# Lista de tareas:
1. En el texto sobre San Miguel de Tucumán, ¿desde qué sitio se trasladó la ciudad?
2. Por favor, copia del texto sobre San Miguel de Tucumán el pasaje que va desde "Ocurrido el traslado" hasta "tan extensa dehesa.", este último incluido.

# Documento fuente:
============

Ocurrido el traslado de la ciudad de San Miguel de Tucumán, desde el montuoso sitio de Ibatín a este yungoso valle que ya se conocía como La toma -1685-, sus gobernantes debieron encarar entre otros quehaceres referidos a la cosa pública, la búsqueda del espacio propicio donde inhumar a los muertos. Este asunto al principio fue de fácil solución pues la población era poco numerosa y las familias nobles siempre contaron con un trozo de tierra propia, ya sea en cercanías de la ciudad o un tanto alejada de ella, palmo que zanjaba el inconveniente. Los de menor condición social, alojados en las afueras de lo que se consideraba “la urbe”, debieron conformarse con tener una fosa en cualquier descampado de los que por entonces abundaban en tan extensa dehesa.

Pasado el tiempo, entrado el siglo XVIII, la situación comenzó a agravarse. La todavía aldeana ciudad sumaba un considerable número de habitantes y llegó el momento de ocuparse seriamente sobre el tener un enterratorio formal para albergar a los difuntos.

============

# Extractos de datos:
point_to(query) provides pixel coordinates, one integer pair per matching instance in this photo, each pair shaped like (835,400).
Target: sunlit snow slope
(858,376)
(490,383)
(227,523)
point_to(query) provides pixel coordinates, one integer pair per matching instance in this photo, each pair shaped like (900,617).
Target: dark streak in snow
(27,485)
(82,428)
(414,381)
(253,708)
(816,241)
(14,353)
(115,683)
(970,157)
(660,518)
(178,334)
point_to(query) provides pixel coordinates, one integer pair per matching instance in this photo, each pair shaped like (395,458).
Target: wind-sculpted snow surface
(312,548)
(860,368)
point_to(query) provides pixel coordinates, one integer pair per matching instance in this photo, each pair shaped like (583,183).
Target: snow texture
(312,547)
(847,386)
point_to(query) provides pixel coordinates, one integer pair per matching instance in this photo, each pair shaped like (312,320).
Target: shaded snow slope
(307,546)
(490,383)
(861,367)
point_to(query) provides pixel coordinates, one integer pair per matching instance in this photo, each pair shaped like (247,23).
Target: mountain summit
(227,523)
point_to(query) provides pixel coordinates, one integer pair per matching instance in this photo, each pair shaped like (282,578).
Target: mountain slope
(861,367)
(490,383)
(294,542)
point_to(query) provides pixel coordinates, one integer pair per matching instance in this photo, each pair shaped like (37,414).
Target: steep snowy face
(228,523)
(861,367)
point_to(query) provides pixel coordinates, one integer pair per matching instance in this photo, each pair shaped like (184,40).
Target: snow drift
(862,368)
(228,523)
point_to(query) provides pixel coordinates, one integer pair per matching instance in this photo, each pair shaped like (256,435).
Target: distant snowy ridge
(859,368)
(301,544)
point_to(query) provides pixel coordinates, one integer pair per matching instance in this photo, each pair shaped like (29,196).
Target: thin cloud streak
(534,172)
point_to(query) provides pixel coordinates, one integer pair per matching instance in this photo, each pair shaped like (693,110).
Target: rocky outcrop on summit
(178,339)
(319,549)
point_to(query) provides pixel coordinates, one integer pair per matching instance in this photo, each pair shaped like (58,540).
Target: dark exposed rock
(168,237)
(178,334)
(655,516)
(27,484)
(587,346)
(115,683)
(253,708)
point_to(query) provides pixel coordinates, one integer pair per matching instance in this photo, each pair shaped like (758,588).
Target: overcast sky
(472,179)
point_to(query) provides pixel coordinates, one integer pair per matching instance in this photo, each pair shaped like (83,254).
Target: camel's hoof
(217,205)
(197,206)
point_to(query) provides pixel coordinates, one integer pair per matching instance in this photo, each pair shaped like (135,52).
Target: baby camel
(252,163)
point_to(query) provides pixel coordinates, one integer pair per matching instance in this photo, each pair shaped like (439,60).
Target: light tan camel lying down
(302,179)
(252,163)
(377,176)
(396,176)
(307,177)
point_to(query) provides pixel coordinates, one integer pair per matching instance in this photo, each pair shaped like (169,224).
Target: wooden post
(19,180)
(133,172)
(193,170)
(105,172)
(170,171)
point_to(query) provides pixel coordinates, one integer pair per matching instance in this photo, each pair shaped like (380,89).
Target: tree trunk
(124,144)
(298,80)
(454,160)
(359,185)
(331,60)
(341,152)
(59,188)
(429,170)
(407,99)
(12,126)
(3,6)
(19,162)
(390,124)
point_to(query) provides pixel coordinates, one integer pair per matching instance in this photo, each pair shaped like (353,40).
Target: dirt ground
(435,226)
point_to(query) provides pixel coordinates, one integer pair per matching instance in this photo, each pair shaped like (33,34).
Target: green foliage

============

# Resultados del ejercicio:
1. Desde el montuoso sitio de Ibatín.

2.
Ocurrido el traslado de la ciudad de San Miguel de Tucumán, desde el montuoso sitio de Ibatín a este yungoso valle que ya se conocía como La toma -1685-, sus gobernantes debieron encarar entre otros quehaceres referidos a la cosa pública, la búsqueda del espacio propicio donde inhumar a los muertos. Este asunto al principio fue de fácil solución pues la población era poco numerosa y las familias nobles siempre contaron con un trozo de tierra propia, ya sea en cercanías de la ciudad o un tanto alejada de ella, palmo que zanjaba el inconveniente. Los de menor condición social, alojados en las afueras de lo que se consideraba “la urbe”, debieron conformarse con tener una fosa en cualquier descampado de los que por entonces abundaban en tan extensa dehesa.